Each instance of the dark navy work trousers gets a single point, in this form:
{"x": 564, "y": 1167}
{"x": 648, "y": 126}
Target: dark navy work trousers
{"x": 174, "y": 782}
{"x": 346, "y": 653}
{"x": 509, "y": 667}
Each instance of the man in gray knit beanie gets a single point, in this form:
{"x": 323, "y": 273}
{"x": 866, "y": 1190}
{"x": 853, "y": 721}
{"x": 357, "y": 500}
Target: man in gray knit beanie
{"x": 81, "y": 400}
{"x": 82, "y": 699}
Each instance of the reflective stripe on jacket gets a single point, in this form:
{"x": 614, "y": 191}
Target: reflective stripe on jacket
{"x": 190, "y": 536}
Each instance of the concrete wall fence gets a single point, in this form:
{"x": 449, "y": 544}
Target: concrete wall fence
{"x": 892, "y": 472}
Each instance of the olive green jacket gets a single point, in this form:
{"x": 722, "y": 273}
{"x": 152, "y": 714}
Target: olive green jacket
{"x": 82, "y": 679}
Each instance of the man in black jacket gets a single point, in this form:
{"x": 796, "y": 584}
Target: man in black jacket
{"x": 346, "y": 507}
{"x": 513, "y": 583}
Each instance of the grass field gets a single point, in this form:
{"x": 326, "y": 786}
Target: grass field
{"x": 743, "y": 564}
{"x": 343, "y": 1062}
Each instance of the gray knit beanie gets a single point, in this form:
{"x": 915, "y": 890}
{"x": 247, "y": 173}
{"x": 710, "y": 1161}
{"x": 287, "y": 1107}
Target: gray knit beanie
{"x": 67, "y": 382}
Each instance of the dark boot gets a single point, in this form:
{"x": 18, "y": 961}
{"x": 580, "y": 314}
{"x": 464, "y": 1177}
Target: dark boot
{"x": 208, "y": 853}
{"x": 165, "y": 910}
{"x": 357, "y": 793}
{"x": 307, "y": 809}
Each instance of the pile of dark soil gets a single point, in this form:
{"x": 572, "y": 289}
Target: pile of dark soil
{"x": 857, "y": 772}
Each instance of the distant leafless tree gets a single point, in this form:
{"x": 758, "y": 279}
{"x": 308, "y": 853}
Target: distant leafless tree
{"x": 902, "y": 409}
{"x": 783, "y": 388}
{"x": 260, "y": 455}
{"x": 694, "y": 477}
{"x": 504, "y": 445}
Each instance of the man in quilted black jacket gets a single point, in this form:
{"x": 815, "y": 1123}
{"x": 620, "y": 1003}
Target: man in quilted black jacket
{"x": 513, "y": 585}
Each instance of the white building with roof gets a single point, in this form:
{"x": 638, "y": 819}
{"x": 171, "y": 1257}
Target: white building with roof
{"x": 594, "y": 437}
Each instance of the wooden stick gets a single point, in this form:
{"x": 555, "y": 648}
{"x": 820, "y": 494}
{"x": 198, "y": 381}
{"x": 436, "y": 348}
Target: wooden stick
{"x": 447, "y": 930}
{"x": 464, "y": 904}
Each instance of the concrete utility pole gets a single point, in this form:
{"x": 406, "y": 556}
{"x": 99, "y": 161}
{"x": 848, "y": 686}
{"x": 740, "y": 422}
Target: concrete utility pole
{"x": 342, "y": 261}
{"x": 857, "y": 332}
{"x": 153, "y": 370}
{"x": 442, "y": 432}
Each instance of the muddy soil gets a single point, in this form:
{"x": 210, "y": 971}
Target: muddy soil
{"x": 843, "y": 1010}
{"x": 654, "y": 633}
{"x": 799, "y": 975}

Stated exercise: Starting at the line containing "Each instance of the muddy" and ending at the last line of the records, scale the x and y coordinates in the answers by 0.7, rounding to whole numbers with halves going up. Write all of those lines out again, requests included, and leave the numbers in the requests unchanged.

Full answer:
Each instance of the muddy soil gets a single point, in this form:
{"x": 210, "y": 971}
Target: muddy soil
{"x": 590, "y": 707}
{"x": 458, "y": 443}
{"x": 559, "y": 683}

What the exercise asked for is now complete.